** START OF Records shown **
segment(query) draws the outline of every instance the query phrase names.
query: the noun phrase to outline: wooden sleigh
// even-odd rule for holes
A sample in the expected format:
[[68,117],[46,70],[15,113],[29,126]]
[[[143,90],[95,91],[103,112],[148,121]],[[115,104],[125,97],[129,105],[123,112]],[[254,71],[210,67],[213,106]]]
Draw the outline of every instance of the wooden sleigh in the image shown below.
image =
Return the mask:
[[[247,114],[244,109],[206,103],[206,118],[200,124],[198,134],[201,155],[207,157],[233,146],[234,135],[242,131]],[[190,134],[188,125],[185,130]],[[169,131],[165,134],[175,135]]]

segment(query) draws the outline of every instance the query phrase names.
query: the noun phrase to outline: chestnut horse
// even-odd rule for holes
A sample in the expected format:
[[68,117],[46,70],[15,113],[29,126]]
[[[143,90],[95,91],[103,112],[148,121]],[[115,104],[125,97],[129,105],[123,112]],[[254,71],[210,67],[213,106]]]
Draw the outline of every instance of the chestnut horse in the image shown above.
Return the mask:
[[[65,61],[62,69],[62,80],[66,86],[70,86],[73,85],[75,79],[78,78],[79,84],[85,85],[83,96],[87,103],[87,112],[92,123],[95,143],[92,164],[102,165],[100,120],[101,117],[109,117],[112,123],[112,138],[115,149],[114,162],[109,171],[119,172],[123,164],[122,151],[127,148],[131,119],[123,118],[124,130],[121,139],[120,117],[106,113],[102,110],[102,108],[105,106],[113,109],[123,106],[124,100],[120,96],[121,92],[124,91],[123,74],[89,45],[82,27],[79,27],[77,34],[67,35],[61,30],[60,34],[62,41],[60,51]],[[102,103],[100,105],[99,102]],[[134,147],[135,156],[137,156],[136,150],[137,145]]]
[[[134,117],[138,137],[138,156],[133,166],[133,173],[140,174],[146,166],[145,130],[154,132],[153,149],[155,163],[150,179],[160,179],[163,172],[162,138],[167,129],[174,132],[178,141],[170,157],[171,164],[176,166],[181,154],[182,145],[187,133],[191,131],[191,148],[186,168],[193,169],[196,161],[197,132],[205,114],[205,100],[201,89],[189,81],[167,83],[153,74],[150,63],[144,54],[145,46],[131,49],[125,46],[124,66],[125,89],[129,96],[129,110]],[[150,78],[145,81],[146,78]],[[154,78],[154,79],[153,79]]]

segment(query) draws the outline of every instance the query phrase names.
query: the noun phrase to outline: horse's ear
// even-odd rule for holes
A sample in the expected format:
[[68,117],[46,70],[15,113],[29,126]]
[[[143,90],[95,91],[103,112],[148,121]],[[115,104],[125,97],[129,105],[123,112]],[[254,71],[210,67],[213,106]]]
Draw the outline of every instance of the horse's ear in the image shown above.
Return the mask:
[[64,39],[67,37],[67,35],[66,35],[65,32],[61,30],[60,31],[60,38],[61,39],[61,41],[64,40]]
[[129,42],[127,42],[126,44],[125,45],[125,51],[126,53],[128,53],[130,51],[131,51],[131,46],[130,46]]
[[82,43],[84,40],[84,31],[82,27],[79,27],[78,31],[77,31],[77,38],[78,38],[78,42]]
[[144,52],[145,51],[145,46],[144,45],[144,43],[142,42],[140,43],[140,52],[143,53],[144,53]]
** END OF Records shown **
> What to produce
Gather every line in the records above that contains the string "chestnut", counting only matches with the same capitalization.

> Full output
query: the noun phrase to outline: chestnut horse
Draw the outline of every instance of the chestnut horse in the image shown above.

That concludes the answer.